Your instructions =>
Identify every line in the listing below that contains the word "cookie", and copy each of those lines. Case counts.

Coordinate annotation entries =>

========================================================================

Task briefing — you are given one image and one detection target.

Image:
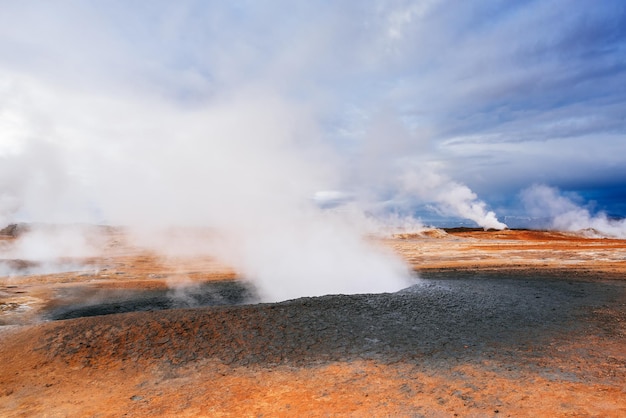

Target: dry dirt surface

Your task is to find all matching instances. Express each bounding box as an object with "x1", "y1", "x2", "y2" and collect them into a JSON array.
[{"x1": 0, "y1": 229, "x2": 626, "y2": 417}]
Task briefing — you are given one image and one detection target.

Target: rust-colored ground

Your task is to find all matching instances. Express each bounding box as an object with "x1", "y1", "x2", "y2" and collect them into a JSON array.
[{"x1": 0, "y1": 231, "x2": 626, "y2": 417}]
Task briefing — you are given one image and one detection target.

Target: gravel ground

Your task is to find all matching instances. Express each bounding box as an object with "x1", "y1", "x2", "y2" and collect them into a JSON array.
[{"x1": 37, "y1": 272, "x2": 626, "y2": 378}]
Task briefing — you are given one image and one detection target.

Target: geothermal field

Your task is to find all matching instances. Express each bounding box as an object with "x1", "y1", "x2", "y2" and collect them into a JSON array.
[{"x1": 0, "y1": 225, "x2": 626, "y2": 417}]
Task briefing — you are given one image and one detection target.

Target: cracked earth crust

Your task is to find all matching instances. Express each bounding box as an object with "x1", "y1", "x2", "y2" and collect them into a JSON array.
[{"x1": 0, "y1": 230, "x2": 626, "y2": 417}]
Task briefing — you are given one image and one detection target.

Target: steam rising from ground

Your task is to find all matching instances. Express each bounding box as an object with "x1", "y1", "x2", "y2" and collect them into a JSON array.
[
  {"x1": 521, "y1": 184, "x2": 626, "y2": 238},
  {"x1": 2, "y1": 86, "x2": 410, "y2": 300}
]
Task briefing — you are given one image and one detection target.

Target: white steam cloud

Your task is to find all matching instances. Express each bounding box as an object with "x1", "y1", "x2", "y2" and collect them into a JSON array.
[
  {"x1": 521, "y1": 184, "x2": 626, "y2": 238},
  {"x1": 2, "y1": 76, "x2": 411, "y2": 301},
  {"x1": 0, "y1": 2, "x2": 505, "y2": 300}
]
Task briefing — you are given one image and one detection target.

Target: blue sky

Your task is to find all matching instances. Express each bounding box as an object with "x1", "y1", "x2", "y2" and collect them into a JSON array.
[{"x1": 0, "y1": 0, "x2": 626, "y2": 229}]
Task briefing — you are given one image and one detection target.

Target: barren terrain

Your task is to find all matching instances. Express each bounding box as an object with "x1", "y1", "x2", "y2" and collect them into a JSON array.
[{"x1": 0, "y1": 229, "x2": 626, "y2": 417}]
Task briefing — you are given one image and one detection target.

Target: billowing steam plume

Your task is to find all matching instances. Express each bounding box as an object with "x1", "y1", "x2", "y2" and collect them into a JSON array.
[{"x1": 521, "y1": 184, "x2": 626, "y2": 238}]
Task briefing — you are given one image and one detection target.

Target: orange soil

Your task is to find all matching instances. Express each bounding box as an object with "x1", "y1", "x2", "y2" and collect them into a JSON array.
[{"x1": 0, "y1": 231, "x2": 626, "y2": 417}]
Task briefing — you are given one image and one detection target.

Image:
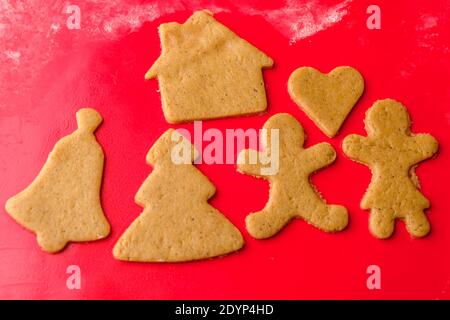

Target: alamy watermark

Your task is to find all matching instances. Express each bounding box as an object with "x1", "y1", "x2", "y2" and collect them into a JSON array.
[{"x1": 171, "y1": 121, "x2": 280, "y2": 175}]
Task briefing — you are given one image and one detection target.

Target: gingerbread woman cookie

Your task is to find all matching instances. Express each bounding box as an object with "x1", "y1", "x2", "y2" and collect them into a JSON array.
[
  {"x1": 238, "y1": 113, "x2": 348, "y2": 239},
  {"x1": 342, "y1": 99, "x2": 438, "y2": 239}
]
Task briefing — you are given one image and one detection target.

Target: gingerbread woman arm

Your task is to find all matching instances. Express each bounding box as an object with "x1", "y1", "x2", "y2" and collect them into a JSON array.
[
  {"x1": 303, "y1": 142, "x2": 336, "y2": 172},
  {"x1": 237, "y1": 149, "x2": 264, "y2": 177},
  {"x1": 408, "y1": 133, "x2": 438, "y2": 164},
  {"x1": 342, "y1": 134, "x2": 371, "y2": 164}
]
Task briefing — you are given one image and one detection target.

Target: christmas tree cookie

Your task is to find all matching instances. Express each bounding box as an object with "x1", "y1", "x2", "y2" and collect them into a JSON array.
[
  {"x1": 5, "y1": 108, "x2": 109, "y2": 253},
  {"x1": 113, "y1": 129, "x2": 244, "y2": 262}
]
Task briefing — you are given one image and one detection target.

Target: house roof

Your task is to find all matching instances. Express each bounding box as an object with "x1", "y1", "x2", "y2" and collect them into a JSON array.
[{"x1": 145, "y1": 10, "x2": 273, "y2": 79}]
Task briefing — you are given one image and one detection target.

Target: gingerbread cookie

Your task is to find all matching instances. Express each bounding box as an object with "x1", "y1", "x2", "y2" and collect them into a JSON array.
[
  {"x1": 288, "y1": 67, "x2": 364, "y2": 138},
  {"x1": 145, "y1": 11, "x2": 273, "y2": 123},
  {"x1": 342, "y1": 99, "x2": 438, "y2": 239},
  {"x1": 5, "y1": 108, "x2": 109, "y2": 253},
  {"x1": 113, "y1": 129, "x2": 244, "y2": 262},
  {"x1": 238, "y1": 114, "x2": 348, "y2": 239}
]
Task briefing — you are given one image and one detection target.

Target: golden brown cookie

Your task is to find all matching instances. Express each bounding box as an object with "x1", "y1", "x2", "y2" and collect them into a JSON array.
[
  {"x1": 5, "y1": 108, "x2": 109, "y2": 253},
  {"x1": 288, "y1": 67, "x2": 364, "y2": 138},
  {"x1": 145, "y1": 11, "x2": 273, "y2": 123},
  {"x1": 113, "y1": 129, "x2": 244, "y2": 262},
  {"x1": 238, "y1": 113, "x2": 348, "y2": 239},
  {"x1": 342, "y1": 99, "x2": 438, "y2": 239}
]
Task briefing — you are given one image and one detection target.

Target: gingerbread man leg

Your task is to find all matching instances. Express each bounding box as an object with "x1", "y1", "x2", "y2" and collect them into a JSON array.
[
  {"x1": 306, "y1": 203, "x2": 348, "y2": 232},
  {"x1": 369, "y1": 208, "x2": 395, "y2": 239},
  {"x1": 245, "y1": 205, "x2": 294, "y2": 239},
  {"x1": 405, "y1": 210, "x2": 430, "y2": 238}
]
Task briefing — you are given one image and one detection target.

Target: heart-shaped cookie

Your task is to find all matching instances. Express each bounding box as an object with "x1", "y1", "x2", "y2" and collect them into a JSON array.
[{"x1": 288, "y1": 66, "x2": 364, "y2": 138}]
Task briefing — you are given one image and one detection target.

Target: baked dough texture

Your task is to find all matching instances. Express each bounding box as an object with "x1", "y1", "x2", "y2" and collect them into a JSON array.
[
  {"x1": 288, "y1": 66, "x2": 364, "y2": 138},
  {"x1": 342, "y1": 99, "x2": 438, "y2": 239},
  {"x1": 5, "y1": 108, "x2": 110, "y2": 253},
  {"x1": 145, "y1": 11, "x2": 273, "y2": 123},
  {"x1": 238, "y1": 113, "x2": 348, "y2": 239},
  {"x1": 113, "y1": 129, "x2": 244, "y2": 262}
]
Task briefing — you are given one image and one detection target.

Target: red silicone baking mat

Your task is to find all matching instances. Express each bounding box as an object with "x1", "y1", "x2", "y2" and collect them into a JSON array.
[{"x1": 0, "y1": 0, "x2": 450, "y2": 299}]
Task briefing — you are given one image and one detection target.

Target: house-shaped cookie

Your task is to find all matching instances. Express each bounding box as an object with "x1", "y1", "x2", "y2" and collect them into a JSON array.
[{"x1": 145, "y1": 11, "x2": 273, "y2": 123}]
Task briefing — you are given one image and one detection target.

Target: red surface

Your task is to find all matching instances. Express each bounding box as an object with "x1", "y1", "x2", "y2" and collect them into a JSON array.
[{"x1": 0, "y1": 0, "x2": 450, "y2": 299}]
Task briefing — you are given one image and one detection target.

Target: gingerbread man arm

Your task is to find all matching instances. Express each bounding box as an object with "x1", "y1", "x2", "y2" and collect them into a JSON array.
[
  {"x1": 342, "y1": 134, "x2": 372, "y2": 164},
  {"x1": 237, "y1": 149, "x2": 264, "y2": 177},
  {"x1": 408, "y1": 133, "x2": 438, "y2": 164},
  {"x1": 302, "y1": 142, "x2": 336, "y2": 172}
]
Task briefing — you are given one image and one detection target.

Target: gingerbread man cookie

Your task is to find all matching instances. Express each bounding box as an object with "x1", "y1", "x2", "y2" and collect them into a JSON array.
[
  {"x1": 342, "y1": 99, "x2": 438, "y2": 239},
  {"x1": 238, "y1": 113, "x2": 348, "y2": 239}
]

========================================================================

Answer in full =>
Target: gingerbread woman cookie
Target: christmas tree cookie
Target: gingerbread cookie
Target: golden brown cookie
Target: heart-shaped cookie
Target: house-shaped cookie
Target: gingerbread man cookie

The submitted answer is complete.